» Given text:
NJ PAC presents its 14th Biennial Poetry Festical October 11-14, 2012
Line-up to include U.S. Poet Laureate Philip Levine, Four-time National Grand Slam Champion Patricia Smith, Pulitzer Prize-Winner Natasha Trethewey, poet-musician Kurtis Lamkin, and award-winning Irish poet Eavan Boland making her Dodge Poetry Festival debut
Newark, NJ—The Geraldine R. Dodge Foundation, in collaboration with the New Jersey Performing Arts Center (NJPAC) and the City of Newark, has announced the return of the Geraldine R. Dodge Poetry Festival to Newark from October 11 through October 14, 2012. Current U.S. Poet Laureate Philip Levine, four-time National Grand Slam Champion Patricia Smith, Pulitzer Prize-winner Natasha Trethewey, poet-musician Kurtis Lamkin, and Eavan Boland, making her Dodge Poetry Festival debut and widely regarded as Ireland’s greatest living woman poet, are among the dozens of poets who will participate in the 2012 Festival.

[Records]
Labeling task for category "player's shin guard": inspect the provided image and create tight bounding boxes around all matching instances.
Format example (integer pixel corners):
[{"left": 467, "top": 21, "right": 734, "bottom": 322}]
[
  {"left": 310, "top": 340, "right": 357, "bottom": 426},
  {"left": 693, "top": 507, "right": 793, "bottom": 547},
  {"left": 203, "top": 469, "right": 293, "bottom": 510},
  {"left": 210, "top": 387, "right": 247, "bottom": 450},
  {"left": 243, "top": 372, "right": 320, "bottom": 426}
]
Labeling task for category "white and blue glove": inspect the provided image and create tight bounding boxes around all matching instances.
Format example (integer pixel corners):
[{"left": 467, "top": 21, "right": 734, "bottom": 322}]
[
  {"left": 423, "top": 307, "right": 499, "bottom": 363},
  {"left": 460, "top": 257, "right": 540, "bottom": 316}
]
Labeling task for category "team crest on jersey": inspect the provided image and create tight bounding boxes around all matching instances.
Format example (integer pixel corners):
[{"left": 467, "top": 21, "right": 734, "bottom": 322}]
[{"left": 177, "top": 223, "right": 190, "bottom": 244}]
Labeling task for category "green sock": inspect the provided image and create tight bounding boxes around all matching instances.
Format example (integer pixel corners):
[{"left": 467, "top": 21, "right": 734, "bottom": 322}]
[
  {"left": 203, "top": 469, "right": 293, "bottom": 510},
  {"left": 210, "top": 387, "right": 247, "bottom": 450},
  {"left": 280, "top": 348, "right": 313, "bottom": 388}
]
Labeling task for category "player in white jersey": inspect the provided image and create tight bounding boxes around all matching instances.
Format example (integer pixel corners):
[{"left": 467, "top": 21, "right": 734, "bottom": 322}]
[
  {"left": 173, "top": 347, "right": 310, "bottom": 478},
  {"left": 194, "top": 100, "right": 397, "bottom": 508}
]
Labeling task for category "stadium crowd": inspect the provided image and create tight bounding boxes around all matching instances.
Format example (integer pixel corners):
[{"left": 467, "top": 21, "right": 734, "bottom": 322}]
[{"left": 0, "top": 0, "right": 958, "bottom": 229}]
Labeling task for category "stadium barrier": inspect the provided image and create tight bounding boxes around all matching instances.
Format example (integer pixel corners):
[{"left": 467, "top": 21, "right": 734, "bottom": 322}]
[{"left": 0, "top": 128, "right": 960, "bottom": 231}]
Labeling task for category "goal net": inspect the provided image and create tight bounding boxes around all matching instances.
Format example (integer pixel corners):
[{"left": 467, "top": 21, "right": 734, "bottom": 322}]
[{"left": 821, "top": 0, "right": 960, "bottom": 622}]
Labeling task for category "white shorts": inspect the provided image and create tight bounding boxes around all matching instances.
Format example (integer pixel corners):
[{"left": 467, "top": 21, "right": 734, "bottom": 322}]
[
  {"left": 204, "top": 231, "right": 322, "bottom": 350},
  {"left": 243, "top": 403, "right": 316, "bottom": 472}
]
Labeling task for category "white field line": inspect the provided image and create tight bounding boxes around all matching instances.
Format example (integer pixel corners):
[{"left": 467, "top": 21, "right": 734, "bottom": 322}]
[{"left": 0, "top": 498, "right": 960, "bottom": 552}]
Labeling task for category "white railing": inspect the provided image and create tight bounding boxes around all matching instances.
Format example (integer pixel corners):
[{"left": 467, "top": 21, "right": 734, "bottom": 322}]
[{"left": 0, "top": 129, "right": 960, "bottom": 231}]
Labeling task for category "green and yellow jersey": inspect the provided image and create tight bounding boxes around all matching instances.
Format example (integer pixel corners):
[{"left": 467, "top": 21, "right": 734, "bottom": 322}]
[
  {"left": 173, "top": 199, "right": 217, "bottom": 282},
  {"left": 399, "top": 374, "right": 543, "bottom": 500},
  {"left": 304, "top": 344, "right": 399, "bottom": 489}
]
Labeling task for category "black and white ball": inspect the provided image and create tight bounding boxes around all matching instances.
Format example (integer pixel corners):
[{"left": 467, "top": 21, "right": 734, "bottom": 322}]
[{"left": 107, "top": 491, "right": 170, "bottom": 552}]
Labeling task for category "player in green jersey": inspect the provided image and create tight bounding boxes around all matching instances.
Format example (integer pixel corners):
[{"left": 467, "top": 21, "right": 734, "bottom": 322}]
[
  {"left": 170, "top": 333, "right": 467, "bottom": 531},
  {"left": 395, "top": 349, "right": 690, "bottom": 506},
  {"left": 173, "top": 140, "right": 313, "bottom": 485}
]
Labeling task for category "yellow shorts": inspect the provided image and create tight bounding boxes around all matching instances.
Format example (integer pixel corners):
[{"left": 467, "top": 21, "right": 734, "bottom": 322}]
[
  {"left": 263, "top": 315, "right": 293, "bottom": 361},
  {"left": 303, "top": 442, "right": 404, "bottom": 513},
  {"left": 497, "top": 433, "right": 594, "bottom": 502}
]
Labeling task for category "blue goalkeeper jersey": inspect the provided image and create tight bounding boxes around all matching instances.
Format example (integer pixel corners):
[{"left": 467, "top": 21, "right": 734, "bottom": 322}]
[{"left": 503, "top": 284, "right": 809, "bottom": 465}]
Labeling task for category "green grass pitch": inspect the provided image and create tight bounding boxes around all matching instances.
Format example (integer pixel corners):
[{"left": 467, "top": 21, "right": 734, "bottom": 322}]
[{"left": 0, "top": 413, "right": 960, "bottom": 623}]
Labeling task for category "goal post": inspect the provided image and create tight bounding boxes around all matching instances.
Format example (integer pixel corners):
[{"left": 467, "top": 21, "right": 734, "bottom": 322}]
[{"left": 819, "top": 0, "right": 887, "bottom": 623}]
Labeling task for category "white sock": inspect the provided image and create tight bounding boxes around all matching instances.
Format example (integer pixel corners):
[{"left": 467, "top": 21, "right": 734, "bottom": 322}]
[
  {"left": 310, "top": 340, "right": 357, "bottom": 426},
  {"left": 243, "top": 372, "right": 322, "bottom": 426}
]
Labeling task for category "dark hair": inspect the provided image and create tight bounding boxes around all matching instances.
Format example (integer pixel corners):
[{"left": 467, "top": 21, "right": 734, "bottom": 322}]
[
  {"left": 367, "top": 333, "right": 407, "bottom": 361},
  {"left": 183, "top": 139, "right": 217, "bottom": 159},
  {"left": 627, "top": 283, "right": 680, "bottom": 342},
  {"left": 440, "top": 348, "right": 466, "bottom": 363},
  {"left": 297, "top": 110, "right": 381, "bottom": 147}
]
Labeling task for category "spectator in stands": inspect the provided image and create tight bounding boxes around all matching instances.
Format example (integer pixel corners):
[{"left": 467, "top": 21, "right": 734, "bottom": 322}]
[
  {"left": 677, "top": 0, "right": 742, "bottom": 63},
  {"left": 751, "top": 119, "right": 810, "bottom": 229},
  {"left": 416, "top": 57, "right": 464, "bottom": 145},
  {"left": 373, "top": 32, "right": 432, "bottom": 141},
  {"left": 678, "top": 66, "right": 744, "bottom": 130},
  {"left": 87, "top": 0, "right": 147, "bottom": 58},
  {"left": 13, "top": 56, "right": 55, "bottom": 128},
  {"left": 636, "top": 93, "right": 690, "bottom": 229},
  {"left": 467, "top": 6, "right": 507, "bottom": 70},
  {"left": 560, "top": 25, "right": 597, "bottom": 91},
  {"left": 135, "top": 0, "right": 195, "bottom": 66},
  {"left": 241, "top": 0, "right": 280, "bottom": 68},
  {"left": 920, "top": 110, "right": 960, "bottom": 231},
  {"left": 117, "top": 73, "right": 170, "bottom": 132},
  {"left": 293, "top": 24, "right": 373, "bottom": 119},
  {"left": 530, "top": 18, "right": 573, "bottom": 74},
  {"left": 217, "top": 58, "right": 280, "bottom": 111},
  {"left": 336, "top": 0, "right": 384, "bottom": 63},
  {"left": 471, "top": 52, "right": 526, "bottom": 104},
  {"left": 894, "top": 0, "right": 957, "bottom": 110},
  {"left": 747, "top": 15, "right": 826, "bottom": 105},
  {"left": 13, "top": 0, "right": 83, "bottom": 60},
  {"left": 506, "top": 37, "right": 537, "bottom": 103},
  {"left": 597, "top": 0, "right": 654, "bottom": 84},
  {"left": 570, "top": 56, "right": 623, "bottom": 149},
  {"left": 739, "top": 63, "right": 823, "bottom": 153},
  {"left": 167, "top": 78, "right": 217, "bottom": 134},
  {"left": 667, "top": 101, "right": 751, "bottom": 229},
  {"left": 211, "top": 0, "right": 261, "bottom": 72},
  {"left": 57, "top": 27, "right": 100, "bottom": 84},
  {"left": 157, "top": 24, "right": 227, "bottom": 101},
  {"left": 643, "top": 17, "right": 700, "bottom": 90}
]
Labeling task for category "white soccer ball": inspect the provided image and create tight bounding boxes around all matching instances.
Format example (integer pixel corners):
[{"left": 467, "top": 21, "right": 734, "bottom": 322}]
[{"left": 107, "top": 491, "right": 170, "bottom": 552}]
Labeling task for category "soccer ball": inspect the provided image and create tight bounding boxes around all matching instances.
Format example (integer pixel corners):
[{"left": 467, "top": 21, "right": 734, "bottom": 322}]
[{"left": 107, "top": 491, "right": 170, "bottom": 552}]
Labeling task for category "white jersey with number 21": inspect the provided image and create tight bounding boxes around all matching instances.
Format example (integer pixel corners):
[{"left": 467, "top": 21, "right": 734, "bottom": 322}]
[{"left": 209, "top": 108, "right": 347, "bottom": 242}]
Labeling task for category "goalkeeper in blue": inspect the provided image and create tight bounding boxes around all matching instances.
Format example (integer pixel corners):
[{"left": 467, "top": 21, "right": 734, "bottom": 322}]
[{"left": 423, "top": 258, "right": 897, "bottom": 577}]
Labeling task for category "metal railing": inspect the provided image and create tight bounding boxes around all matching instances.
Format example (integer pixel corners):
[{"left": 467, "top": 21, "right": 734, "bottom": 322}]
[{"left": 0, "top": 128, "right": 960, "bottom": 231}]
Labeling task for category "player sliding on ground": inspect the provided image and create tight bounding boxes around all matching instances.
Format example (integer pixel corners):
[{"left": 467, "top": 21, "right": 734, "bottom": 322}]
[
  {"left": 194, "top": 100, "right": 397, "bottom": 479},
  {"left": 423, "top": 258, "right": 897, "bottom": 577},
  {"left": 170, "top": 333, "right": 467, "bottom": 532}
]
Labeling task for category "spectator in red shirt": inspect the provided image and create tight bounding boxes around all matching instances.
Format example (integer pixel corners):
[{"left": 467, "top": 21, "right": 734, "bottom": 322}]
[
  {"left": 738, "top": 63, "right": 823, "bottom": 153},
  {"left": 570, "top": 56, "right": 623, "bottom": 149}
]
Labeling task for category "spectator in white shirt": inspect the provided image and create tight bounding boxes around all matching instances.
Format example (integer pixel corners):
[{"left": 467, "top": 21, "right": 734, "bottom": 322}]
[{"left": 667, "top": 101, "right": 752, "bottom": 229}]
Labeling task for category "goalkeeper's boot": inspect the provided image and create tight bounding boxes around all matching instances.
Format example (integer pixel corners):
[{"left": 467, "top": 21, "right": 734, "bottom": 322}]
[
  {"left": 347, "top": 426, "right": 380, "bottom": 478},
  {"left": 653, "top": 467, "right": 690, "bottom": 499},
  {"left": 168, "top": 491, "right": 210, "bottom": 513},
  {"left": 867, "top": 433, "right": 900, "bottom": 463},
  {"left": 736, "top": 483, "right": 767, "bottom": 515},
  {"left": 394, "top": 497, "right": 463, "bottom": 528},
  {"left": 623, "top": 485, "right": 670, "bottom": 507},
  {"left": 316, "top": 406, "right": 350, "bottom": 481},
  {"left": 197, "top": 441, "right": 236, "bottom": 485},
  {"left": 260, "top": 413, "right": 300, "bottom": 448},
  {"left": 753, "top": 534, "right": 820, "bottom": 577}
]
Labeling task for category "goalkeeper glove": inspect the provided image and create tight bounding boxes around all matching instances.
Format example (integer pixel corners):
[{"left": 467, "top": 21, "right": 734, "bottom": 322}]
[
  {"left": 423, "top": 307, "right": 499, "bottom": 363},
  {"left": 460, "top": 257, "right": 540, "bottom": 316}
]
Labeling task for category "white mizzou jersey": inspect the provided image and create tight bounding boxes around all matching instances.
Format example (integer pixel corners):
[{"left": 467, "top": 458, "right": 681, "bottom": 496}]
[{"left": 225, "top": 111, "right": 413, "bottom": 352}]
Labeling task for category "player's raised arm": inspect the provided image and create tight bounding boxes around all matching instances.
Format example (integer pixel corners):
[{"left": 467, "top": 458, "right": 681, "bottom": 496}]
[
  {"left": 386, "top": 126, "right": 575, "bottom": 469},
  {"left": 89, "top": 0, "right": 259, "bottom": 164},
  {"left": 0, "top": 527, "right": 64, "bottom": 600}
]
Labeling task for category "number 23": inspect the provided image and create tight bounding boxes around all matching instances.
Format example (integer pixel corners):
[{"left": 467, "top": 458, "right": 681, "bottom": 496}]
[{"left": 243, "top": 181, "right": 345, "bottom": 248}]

» Problems and tasks:
**1)** Which poet does the festival announcement say is making her Dodge Poetry Festival debut?
**2)** Return every line of the records that contains the word "stadium".

» The solutions:
**1)** Eavan Boland

**2)**
Labeling task for category "stadium crowd": inspect the provided image and create tight bounding boxes around all matching instances.
Labeling task for category "stadium barrier": inspect the provided image and create tight bounding boxes around all matching instances.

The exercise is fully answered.